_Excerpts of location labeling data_
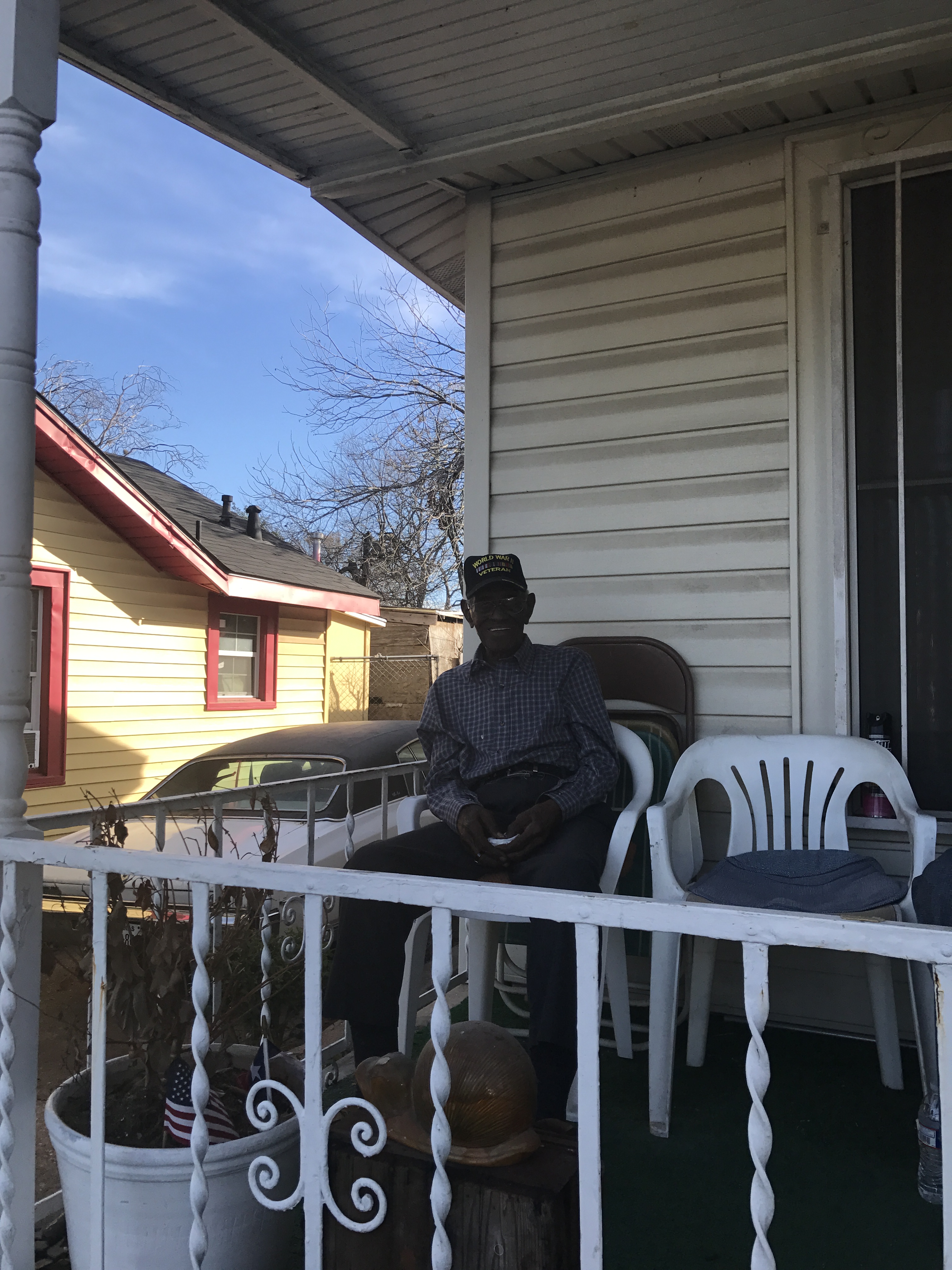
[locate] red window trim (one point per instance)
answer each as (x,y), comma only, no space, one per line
(53,678)
(267,653)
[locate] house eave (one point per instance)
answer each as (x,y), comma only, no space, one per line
(81,469)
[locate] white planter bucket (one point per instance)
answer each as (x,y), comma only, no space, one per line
(148,1212)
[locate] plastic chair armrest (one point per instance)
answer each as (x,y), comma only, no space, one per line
(662,830)
(923,835)
(409,813)
(637,755)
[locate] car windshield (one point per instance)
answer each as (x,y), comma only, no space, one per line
(229,774)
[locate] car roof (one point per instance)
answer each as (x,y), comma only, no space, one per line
(365,743)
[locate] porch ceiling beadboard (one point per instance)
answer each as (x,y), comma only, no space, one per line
(391,111)
(639,417)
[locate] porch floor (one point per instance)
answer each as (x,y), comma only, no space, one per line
(843,1164)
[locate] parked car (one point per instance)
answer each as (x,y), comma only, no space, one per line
(282,755)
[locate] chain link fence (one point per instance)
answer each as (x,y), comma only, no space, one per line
(398,684)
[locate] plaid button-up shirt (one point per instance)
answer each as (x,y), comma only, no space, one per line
(544,705)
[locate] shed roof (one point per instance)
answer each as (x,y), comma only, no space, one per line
(391,111)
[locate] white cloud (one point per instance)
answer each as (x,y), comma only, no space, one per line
(71,268)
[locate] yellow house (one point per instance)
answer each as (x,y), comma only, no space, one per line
(164,624)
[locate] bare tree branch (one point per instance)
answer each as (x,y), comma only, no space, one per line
(125,416)
(389,496)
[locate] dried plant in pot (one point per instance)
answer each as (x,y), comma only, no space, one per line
(150,1015)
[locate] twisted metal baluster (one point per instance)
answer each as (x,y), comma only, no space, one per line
(349,822)
(757,1004)
(218,848)
(441,1192)
(199,1187)
(97,1074)
(266,985)
(8,1008)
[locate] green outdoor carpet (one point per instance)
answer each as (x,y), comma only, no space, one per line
(843,1163)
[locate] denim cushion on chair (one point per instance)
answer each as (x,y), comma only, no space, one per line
(803,882)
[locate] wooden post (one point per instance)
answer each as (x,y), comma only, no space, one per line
(28,50)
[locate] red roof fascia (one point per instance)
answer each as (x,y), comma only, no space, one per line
(70,460)
(78,466)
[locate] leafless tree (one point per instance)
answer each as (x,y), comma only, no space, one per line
(389,493)
(125,416)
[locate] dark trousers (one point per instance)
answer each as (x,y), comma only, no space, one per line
(369,963)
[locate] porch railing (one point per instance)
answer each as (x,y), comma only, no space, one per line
(755,930)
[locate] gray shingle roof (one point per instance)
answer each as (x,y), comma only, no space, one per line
(271,559)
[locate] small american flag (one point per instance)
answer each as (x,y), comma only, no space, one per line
(181,1114)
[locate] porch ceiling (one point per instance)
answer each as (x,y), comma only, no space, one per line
(391,111)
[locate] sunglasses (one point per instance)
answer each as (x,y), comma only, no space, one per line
(509,606)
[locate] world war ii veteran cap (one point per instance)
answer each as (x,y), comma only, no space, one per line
(482,572)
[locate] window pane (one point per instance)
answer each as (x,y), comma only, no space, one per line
(927,430)
(236,678)
(35,630)
(238,634)
(876,455)
(927,407)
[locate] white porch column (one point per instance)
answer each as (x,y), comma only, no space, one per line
(30,33)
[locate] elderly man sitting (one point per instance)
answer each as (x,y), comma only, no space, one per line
(520,747)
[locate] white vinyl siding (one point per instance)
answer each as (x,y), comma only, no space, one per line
(639,438)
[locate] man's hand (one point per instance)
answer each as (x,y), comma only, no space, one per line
(477,825)
(534,827)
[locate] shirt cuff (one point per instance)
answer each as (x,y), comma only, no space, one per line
(447,806)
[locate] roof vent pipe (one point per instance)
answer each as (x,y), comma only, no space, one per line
(254,523)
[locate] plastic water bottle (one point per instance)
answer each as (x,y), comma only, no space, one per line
(930,1127)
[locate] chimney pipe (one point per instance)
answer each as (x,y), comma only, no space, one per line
(254,523)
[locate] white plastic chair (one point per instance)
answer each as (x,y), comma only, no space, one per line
(487,930)
(820,774)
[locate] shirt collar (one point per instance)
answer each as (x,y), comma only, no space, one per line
(524,658)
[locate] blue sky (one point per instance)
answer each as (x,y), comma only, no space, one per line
(163,247)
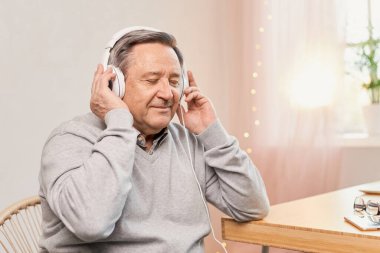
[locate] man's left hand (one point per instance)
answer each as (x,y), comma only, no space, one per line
(200,113)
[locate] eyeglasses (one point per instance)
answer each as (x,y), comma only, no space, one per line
(371,209)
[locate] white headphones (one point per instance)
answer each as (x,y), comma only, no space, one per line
(118,85)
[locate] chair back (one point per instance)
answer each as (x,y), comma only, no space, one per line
(20,226)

_What is asked_
Transcribe the listing above verbatim. Omit the pictures.

_Task output_
[locate] red window trim (one point per instance)
answer each as (x,y), comma only, no space, one per line
(53,678)
(267,653)
[locate] house eave (one point per instance)
answer each as (x,y), comma only, no space, one per line
(81,469)
[locate] white planter bucket (one point per instance)
answer each as (x,y), comma only, no space, one per line
(148,1212)
[locate] plastic chair armrest (one point per instance)
answer each as (x,y), comma only, no space, one per line
(662,830)
(923,835)
(409,813)
(637,755)
[locate] car windshield (one point per instance)
answer each as (x,y), comma only, no space, one per line
(229,774)
[locate] car roof (one point per instance)
answer each as (x,y), comma only, no space, one per line
(365,743)
[locate] porch ceiling beadboard (one point per instance)
answer each as (x,y), comma only, no space, one per line
(391,111)
(639,417)
[locate] porch floor (one point per instance)
answer each as (x,y), comma only, no space, one per line
(843,1164)
[locate] parked car (one point per instance)
answer each as (x,y), comma only, no space, one per line
(282,755)
[locate] chain link fence (one point per instance)
answer each as (x,y), comma only, no space, one per line
(398,684)
[locate] plaid button-up shirt (one point per instance)
answer each as (x,y), comma only, no space, one per line
(544,705)
[locate] shed roof (one point per instance)
answer each as (x,y), comma only, no space, one per line
(391,111)
[locate] white cloud (one point per instance)
answer each as (x,y), comma only, no space, one per line
(71,268)
[locate] yellow house (one point per instance)
answer each as (x,y), comma only, no space, one per line
(164,624)
[locate] bare tree branch (one point per instance)
answer each as (x,y), comma only, no space, one per line
(125,416)
(389,496)
[locate] dried plant in pot (one point per instance)
answer each as (x,y), comma only, no space, one per line
(150,1015)
[locate] twisted metal baluster (one point per instance)
answer each as (x,y), comma only, no space, one per line
(349,822)
(757,1004)
(218,848)
(441,1192)
(199,1187)
(97,1074)
(266,985)
(8,1008)
[locate] green outdoor carpet (one point per instance)
answer each as (x,y), comma only, no space, one per line
(843,1163)
[locate] denim cushion on chair (one point per instance)
answer each as (x,y), comma only, no space, one per line
(803,882)
[locate] wooden post (one point per instance)
answer each as (x,y), comma only, no space, one per line
(28,50)
[locate] red roof fascia (one point per instance)
answer each as (x,y), comma only, no space, one per line
(70,460)
(78,466)
[locate] leafless tree (one point per instance)
answer each as (x,y), comma only, no space, one per line
(389,493)
(125,416)
[locate] dark trousers (one point per instance)
answer each as (x,y), comma only, no space, one per line
(369,963)
[locate] porch railing (one point per instance)
answer each as (x,y), comma only, no space, one per line
(755,930)
[locate] gray shingle roof (one point per instance)
answer each as (x,y), comma only, no space, one per line
(271,559)
[locate] small american flag (one point per instance)
answer each as (x,y), comma only, no space, one per line
(181,1114)
[locate] porch ceiling (one point per instance)
answer each as (x,y), comma only, no space, one per line
(391,111)
[locate] sunglasses (one point per instance)
answer each as (x,y), comma only, no space, one per line
(509,606)
[locate] world war ii veteran cap (one point per instance)
answer each as (x,y), comma only, no space, one per line
(482,572)
[locate] window pane (one point per instance)
answer each as (x,y), comma only, no space, one per line
(927,430)
(236,678)
(35,630)
(238,634)
(876,455)
(927,407)
[locate] white porch column (one point per instance)
answer each as (x,y), comma only, no space, one per line
(30,33)
[locate] elderly man sitting (one point per instance)
answer each as (x,y), comma only, no space, one per line
(520,747)
[locate] white vinyl siding (one point per instance)
answer each as (x,y), comma only, no space, one per line
(639,438)
[locate] man's hand (one point per instance)
answer each as (x,y), comma only, no space, one per line
(477,825)
(534,827)
[locate] shirt cuff (one point per instance)
answer each as (x,y), comma only, no space, one per line
(447,806)
[locate] roof vent pipe (one point per instance)
answer each as (x,y), comma only, no space, one per line
(254,523)
[locate] plastic water bottle (one point per instance)
answer each as (x,y), comma only, no space, one per line
(930,1127)
[locate] chimney pipe (one point per instance)
answer each as (x,y), comma only, no space, one per line
(254,523)
[locate] white plastic chair (one point per instance)
answer each as (x,y), comma only, no space, one per line
(487,930)
(820,774)
[locate] shirt collar (one point per instance)
answer each as (x,y), comma only, no space, one per line
(524,658)
[locate] blue sky (one point per instance)
answer each as (x,y), comma only, no space, one per line
(163,247)
[locate] man's left hand (one point per instance)
answer each as (x,y), comma only, no space, one per line
(200,113)
[locate] eyeglasses (one point per instance)
answer each as (x,y), comma only, no space, one per line
(371,209)
[locate] white headphones (one point per instance)
answer each as (x,y), comma only, no space, one per line
(118,85)
[locate] chair back (one point per instance)
answer each as (x,y), comma only, no space, one per line
(20,226)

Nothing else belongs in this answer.